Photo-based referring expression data

<<<<

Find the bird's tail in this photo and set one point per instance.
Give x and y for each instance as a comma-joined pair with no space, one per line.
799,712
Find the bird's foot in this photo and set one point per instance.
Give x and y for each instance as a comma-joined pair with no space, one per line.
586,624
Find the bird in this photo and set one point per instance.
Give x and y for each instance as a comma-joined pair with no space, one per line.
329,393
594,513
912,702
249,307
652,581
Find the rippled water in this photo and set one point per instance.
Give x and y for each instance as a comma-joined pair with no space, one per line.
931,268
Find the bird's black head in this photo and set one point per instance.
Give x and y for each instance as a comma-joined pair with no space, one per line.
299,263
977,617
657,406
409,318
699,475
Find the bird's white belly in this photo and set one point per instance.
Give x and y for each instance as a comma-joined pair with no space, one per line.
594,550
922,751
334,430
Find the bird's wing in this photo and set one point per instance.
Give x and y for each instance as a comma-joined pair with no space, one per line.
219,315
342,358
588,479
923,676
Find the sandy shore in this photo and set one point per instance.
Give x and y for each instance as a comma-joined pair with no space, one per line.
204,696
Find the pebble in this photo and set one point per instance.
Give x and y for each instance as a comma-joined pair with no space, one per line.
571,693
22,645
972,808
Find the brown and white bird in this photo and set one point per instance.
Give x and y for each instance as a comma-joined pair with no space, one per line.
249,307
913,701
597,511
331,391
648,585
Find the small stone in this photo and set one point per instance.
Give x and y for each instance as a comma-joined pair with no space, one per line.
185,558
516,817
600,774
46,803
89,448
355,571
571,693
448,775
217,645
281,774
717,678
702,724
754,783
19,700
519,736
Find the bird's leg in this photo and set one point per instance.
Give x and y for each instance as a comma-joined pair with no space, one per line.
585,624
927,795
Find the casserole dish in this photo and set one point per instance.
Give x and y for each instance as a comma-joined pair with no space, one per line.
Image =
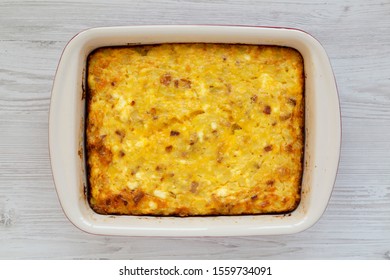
67,120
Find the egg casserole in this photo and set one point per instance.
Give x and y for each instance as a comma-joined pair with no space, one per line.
194,129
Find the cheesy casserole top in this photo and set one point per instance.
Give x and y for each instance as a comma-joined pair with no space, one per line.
194,129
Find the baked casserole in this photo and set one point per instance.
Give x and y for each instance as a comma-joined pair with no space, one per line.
194,129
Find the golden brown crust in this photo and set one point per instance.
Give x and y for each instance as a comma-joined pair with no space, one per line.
194,129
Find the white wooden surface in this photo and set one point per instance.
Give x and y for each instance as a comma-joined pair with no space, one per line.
356,35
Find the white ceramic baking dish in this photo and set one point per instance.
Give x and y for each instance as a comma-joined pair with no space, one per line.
66,133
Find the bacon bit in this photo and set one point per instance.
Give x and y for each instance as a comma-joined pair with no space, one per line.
182,83
138,196
236,127
105,154
264,204
267,110
121,134
166,79
270,182
174,133
268,148
254,98
185,83
194,186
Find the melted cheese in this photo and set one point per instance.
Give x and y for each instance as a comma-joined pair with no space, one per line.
195,129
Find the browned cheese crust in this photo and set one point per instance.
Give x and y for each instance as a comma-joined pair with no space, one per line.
195,129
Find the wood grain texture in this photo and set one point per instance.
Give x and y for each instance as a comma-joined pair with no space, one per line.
356,35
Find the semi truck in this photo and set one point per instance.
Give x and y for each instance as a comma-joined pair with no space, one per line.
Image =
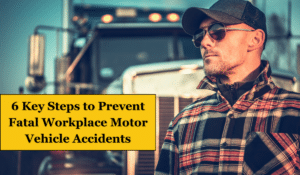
121,51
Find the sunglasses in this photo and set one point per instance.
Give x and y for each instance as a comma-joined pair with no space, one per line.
216,31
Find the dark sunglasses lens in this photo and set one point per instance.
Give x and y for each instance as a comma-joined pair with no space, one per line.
217,31
198,37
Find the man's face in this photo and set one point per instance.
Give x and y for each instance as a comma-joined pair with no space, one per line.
221,58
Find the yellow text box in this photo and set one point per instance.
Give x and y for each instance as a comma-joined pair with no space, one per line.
77,122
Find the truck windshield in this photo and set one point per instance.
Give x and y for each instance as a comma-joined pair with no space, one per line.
118,53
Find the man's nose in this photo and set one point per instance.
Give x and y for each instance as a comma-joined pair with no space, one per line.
207,41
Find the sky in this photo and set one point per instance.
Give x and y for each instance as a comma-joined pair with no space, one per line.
18,18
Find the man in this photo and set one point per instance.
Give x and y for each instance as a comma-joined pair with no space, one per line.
249,125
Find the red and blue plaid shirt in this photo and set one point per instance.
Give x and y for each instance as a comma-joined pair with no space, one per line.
259,134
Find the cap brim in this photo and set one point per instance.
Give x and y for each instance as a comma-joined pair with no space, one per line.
193,17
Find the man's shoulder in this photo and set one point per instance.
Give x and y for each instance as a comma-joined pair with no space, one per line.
283,94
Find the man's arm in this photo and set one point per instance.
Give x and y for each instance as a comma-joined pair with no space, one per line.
168,159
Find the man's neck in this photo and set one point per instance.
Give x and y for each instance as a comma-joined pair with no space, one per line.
241,76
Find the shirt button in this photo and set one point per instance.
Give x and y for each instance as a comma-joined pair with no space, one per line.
223,145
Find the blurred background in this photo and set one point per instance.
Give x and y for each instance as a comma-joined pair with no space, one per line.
20,17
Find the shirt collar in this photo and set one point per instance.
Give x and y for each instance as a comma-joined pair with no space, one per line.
262,80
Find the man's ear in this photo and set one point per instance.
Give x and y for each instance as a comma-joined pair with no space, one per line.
257,40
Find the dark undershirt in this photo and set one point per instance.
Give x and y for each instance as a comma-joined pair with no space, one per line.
232,92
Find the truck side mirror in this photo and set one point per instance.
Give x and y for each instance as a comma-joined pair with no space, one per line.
35,81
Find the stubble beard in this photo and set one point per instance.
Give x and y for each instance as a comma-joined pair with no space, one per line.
216,69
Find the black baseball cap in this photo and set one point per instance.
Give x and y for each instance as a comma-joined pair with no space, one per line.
227,12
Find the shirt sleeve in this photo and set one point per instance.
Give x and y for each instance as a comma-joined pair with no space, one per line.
168,159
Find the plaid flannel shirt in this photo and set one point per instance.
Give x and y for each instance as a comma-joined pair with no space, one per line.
259,134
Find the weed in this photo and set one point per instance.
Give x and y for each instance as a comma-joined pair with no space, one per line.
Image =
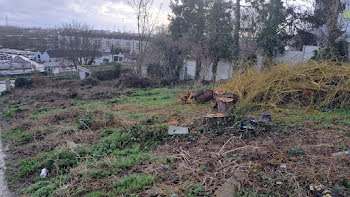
195,190
96,194
11,110
295,151
116,140
41,111
58,162
99,174
136,116
86,121
132,183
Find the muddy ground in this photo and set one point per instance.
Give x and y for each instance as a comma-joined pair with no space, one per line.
282,158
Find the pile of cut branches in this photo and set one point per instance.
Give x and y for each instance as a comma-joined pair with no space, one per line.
314,84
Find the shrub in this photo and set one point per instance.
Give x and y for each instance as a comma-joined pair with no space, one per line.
314,84
89,81
86,121
131,80
23,83
132,183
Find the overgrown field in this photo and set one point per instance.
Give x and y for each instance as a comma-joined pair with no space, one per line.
100,139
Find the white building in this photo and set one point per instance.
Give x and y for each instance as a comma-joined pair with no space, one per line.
129,45
45,57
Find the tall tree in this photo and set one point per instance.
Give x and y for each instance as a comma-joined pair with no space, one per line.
237,30
78,43
145,28
219,32
189,22
272,35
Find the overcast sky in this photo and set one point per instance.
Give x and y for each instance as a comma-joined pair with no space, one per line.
101,14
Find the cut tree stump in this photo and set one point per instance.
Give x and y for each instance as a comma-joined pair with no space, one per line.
224,104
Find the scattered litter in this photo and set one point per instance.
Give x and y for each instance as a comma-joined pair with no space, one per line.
186,98
72,145
43,173
230,187
175,130
319,190
203,96
266,117
283,166
218,115
341,153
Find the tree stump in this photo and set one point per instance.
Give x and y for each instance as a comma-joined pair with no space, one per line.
203,96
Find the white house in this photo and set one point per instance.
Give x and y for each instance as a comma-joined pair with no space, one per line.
45,57
37,55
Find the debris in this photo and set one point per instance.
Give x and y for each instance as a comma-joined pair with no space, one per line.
224,101
283,166
341,153
203,96
319,190
246,125
175,130
266,117
72,145
43,173
218,115
210,117
230,187
224,104
186,98
317,84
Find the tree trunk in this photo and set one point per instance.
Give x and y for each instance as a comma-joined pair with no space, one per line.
215,68
198,67
236,31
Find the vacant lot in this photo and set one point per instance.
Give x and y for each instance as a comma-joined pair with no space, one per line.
104,140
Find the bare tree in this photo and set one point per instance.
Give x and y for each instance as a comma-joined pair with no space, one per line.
78,43
237,29
145,27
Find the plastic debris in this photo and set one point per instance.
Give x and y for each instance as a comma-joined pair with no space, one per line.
266,117
341,153
43,173
174,130
283,166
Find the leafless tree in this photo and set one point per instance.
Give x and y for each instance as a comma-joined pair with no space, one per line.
78,43
145,27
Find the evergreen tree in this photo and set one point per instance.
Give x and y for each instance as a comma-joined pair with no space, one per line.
188,22
272,36
219,31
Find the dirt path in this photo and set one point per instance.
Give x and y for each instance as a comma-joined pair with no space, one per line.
4,191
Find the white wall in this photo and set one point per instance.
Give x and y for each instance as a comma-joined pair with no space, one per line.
294,57
224,71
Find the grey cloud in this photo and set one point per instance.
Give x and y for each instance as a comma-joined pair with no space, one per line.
102,14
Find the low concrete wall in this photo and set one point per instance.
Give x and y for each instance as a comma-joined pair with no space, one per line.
224,71
294,57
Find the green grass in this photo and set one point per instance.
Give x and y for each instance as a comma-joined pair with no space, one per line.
132,183
41,112
136,116
11,111
295,151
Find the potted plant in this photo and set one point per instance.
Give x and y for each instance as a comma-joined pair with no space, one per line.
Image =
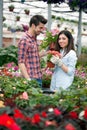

>>>>

_Task objective_
Return only the number of lines above that include the word "black".

_Result_
2